++++ SUPPLIED TEXT ++++
So be patient and be ready.

Wait for the right opportunity, and then find the connection, and go from there.  It's not a natural family situation for you to be muted.  But at the same time, don't expect any comments to lead to any quick changes.

 

My son is living with his mother.  I'm atheist.  He's being raised religious.  But now every time I pick him up, he gets into the car, and the first thing he says is "So!  What science topic should we talk about?"

 

It's taken a year and a half to get to this point.  And actually, our discussions started in the reverse -- I abruptly denied god, rather than using science as the in.  He had commented something about how god was bringing in some rain.  I could tell that came, almost as a literal quote, from the other side of the family.  The absurdity got to me.  Before I could censor myself, I told him that I don't believe god exists, and launched into the actual scientific explanations of weather.  That has worked out well, because he tends toward math and science.

 

So find the connection.  That's simply part of being a parent.

Wait for an opportunity and give some hints here and there. Also, let him choose. Wait until he is capable of thinking for himself.

I have the same issue with my 14 year old son. His mother is very religious and and I'm allergic to religion :) The best way to handle it (or just about anything) is to be honest with her. Wait until she asks you questions (and she will) and then give her honest answers. You really can't go wrong that way. No one can say anything to you or has any right to disrespect your honesty, especially if you waited for her to ask and you simply let your daughter decide for herself what she wants to do with your honest answers.

My son is still a believer but knows full well I am not and why. His mother has never said anything because she knows no reasonable person in the world can except you to lie, especially to your own children.

Good luck.! and congratulations on custody, I'm very happy for you!

Being the young age I was when I first started relizing... I was about 13 if I recall correctly but had always questioned my believes, but the one thing that my dad did when he told me was said that he didn't want to influence what I believed, he just wanted me to approach things with a more open mind... The only thing you can really do is be honest and only if it comes up, you don't want her to feel like your forcing anything on her, cuz I remember my grandparents and multiple of my moms boyfriends trying to convert me and I felt like I wanted to smack them... But honesty is respectible

Thanks Everyone for the sound advice. I will let time take it's course and offer her explanations as she becomes more curious.
++++ SOURCE MATERIAL ++++
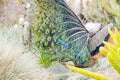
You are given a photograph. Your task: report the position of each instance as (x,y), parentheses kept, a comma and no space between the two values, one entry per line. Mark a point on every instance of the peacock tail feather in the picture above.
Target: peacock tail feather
(59,33)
++++
LIST OF TASKS>
a) In the discussion of an atheist parent raising a child among religious relatives, why did the blunt denial of god, followed by scientific explanations of weather, work out well with the commenter's son? Answer in one to three sentences.
b) Write what follows in the discussion of an atheist parent raising a child among religious relatives, picking up after its final sentence.

RESULTS BY TASK>
a) It worked out well because the son tends toward math and science.

b)
I just hope this doesn't create friction between my spouse and I. Maybe it can be a secret conversation......  :^ )

 

 

Rather than say what your beliefs are (or are not) give your view as another perspective to be considered. All you need to do is talk about her giving consideration to all sides but that she must make her own decisions. If she learns to reason and develop her critical thinking abilities she will come to the sensible conclusion. Teenagers like to make there own decisions. Yeah, like right, Whatever :)

I have a good pdf on the subject – Raising Freethinkers – if you (or anyone else) want a copy just email me atheist.perry@gmail.com with RF in the title.
The story is all around us. Start there.
It sounds as though the girl is the grand-daughter of your wife, so I am assuming that she is your step-grand-daughter.  My advice is if you want a happy marriage, keep your mouth shut.  If the girl asks you directly, simply say that her grandmother has asked you not to talk about your beliefs.  If she asks why, direct her to her grandmother.  Eventually something will have to give, but if you make the effort to respect your wife's wishes then at least you can't be blamed.  Even so, be prepared to be blamed.